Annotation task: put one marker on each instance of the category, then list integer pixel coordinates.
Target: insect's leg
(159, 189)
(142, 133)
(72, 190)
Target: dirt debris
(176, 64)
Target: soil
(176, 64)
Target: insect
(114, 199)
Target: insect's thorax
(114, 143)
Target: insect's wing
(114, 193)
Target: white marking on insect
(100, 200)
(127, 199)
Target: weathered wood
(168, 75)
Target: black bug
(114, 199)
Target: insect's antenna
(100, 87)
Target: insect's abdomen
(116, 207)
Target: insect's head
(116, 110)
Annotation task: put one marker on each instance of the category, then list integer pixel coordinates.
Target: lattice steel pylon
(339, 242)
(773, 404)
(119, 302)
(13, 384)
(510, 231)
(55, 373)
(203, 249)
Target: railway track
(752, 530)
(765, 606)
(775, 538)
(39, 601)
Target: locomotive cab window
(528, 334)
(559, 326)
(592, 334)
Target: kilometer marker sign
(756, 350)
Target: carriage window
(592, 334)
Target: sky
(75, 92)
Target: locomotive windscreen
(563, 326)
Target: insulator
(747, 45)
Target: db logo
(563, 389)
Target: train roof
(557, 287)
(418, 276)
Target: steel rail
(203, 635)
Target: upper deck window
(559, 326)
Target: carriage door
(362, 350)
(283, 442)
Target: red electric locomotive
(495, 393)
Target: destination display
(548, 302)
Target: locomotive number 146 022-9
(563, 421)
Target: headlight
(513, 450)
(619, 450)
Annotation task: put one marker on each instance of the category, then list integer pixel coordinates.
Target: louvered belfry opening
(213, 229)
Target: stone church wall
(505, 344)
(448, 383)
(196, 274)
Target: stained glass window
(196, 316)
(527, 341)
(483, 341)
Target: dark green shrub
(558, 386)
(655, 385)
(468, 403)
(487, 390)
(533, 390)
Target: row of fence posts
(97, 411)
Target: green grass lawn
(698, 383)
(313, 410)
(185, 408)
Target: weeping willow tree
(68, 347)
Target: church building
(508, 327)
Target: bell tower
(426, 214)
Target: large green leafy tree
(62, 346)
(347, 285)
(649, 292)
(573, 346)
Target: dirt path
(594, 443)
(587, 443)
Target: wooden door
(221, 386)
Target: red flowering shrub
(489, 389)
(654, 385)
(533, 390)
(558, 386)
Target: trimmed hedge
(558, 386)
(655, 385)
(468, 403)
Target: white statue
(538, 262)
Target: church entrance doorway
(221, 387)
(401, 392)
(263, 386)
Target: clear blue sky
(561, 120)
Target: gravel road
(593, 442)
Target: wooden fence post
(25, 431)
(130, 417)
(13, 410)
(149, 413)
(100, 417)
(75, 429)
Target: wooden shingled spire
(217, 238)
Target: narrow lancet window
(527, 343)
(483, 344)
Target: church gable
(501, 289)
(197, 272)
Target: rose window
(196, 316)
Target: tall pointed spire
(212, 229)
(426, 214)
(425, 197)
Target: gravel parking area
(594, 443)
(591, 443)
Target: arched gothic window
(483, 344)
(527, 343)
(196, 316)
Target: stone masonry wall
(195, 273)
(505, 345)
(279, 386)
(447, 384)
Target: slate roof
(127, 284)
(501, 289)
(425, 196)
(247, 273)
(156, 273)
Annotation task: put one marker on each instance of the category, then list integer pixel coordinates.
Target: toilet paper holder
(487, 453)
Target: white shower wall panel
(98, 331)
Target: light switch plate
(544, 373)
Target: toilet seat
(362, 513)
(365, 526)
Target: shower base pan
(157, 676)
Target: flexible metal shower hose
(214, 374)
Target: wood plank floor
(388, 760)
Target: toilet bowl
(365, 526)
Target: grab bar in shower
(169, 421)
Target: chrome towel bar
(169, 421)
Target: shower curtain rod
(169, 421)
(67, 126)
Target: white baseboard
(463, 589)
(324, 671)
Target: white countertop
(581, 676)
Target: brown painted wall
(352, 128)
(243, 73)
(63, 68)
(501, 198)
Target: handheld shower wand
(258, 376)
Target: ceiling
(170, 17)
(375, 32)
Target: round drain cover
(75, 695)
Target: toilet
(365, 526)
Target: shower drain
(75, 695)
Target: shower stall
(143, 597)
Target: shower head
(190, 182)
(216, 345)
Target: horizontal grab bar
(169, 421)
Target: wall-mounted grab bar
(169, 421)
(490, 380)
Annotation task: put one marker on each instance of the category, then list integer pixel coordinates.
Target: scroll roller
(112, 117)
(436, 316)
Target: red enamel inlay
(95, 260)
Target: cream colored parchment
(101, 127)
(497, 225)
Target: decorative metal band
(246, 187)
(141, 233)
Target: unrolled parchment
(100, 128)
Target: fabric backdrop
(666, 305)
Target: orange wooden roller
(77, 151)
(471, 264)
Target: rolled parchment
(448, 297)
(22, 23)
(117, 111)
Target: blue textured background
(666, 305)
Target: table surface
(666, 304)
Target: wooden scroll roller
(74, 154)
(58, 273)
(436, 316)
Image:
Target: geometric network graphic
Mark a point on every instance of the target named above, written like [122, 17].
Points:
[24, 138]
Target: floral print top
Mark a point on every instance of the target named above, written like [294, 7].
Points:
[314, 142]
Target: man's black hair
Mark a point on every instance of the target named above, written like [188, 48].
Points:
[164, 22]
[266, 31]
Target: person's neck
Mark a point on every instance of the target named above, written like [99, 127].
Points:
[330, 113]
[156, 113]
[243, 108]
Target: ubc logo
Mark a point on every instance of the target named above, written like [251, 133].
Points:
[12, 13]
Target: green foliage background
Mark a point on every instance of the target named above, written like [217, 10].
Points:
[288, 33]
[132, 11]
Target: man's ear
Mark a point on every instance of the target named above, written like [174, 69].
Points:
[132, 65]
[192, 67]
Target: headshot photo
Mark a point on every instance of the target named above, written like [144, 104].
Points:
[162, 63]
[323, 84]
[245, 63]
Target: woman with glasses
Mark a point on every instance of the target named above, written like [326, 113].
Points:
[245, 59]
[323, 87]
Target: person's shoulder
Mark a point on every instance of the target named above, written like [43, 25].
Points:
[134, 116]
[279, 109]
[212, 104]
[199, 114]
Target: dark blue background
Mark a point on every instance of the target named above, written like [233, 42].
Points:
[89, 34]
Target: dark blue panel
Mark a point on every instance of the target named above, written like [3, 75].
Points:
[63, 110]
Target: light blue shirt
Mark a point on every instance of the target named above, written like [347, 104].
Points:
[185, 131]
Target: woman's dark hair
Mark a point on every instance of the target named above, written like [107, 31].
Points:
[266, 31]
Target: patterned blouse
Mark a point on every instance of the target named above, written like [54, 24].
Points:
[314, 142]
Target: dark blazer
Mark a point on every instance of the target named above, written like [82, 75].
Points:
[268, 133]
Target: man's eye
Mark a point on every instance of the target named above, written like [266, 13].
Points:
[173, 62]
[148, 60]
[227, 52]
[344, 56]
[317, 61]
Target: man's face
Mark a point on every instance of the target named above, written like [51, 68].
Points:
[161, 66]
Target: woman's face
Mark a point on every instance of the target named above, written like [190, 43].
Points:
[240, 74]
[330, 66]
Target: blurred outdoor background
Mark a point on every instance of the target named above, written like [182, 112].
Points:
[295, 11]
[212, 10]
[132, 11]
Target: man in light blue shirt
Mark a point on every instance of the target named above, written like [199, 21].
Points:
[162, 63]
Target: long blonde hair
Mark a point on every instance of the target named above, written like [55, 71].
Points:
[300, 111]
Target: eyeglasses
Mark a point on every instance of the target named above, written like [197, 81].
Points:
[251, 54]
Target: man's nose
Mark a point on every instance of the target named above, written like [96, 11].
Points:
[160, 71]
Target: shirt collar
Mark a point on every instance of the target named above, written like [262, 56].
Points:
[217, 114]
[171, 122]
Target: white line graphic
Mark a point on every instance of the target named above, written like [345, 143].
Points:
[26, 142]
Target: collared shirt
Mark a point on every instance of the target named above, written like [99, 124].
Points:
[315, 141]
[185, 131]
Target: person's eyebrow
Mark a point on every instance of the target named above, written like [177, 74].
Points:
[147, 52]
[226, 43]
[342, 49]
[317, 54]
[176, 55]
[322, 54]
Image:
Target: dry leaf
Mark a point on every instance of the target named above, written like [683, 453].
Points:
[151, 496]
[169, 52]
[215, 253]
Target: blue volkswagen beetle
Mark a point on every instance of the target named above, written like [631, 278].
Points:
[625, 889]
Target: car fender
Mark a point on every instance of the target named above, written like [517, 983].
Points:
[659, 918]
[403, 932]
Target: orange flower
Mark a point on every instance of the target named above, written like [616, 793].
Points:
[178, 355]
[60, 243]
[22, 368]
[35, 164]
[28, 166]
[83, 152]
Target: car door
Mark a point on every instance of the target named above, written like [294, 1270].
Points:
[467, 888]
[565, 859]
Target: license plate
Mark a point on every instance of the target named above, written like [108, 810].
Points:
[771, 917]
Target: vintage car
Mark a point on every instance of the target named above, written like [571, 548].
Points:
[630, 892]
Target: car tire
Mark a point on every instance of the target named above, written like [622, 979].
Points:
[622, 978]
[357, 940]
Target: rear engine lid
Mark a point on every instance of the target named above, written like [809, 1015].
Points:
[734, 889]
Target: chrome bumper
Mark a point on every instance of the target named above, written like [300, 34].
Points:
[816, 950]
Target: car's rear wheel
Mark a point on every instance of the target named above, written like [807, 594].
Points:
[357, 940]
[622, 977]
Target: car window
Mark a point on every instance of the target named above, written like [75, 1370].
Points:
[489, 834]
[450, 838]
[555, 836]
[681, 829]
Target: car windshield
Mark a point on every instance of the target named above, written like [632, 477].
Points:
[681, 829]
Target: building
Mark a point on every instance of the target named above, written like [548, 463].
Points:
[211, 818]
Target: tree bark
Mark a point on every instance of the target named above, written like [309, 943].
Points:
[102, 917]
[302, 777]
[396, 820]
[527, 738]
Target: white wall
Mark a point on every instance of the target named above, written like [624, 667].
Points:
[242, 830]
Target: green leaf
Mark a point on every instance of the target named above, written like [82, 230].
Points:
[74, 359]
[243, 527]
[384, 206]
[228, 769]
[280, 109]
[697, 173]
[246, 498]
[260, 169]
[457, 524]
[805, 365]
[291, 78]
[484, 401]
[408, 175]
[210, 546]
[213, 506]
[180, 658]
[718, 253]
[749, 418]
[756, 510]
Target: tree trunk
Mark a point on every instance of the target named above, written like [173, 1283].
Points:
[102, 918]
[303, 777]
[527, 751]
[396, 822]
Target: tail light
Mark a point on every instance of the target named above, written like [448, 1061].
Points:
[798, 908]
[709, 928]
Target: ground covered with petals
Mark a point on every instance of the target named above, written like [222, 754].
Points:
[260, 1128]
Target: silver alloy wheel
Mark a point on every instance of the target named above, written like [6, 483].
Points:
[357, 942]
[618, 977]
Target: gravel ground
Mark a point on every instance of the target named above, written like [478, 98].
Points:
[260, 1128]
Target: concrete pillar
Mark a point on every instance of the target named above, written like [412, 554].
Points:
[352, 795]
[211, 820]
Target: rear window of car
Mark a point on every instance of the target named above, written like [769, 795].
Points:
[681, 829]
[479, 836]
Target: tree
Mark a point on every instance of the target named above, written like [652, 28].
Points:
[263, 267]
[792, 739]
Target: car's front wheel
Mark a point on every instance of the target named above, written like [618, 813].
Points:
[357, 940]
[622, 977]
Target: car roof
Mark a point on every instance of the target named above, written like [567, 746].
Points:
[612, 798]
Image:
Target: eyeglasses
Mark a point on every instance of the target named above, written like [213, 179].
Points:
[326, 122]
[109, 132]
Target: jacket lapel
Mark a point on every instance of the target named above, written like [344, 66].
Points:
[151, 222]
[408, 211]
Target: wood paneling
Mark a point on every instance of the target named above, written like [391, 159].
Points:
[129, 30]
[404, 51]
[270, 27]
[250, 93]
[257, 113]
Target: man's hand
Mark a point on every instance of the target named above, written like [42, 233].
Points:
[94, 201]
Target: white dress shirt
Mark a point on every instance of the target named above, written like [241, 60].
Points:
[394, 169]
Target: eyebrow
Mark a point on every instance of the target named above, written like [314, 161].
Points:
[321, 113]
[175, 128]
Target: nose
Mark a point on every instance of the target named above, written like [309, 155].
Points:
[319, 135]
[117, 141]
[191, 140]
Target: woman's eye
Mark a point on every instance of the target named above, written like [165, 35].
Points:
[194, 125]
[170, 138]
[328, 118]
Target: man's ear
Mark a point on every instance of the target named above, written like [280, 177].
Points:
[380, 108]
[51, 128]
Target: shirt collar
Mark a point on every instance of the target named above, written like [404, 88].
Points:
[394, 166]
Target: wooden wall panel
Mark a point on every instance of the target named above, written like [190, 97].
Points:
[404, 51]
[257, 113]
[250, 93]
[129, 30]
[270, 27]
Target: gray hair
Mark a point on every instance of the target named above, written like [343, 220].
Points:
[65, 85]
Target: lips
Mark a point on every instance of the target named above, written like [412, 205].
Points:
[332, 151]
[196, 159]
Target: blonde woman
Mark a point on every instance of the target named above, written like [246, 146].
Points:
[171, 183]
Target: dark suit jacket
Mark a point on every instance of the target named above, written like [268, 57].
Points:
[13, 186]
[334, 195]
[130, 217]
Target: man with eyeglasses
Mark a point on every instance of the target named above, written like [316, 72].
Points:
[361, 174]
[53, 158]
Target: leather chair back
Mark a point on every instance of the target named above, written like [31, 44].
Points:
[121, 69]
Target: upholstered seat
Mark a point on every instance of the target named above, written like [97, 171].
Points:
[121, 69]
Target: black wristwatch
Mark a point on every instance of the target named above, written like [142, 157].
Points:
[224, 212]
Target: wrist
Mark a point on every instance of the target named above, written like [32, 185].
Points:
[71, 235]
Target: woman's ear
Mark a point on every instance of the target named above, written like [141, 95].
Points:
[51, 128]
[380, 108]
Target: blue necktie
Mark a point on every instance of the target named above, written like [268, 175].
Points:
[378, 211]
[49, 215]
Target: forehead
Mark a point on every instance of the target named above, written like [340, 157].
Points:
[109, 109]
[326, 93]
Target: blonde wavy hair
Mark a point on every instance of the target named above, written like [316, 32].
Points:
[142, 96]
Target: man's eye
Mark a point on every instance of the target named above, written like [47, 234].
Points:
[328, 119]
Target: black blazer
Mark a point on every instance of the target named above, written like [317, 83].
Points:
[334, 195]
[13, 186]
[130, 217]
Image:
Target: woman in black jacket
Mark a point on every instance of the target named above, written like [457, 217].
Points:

Set problem: Reproduce exactly the line containing "Target: forehead" and every line after it through the end of the records above, and nothing else.

Exercise answer:
Target: forehead
Mark a point on every instance of the target named above, written like [340, 157].
Points:
[109, 109]
[326, 93]
Target: blonde wavy hair
Mark a point on every instance of the target named above, written like [316, 32].
Points:
[142, 96]
Target: man's eye
Mark a point on every instance of the target named above, written like [47, 234].
Points:
[328, 119]
Target: black blazer
Mark a point on every instance of the target named above, written like [317, 83].
Points:
[334, 195]
[13, 186]
[130, 217]
Image:
Target: woman in black jacket
Mark a point on every instance of the target named above, written like [457, 217].
Points:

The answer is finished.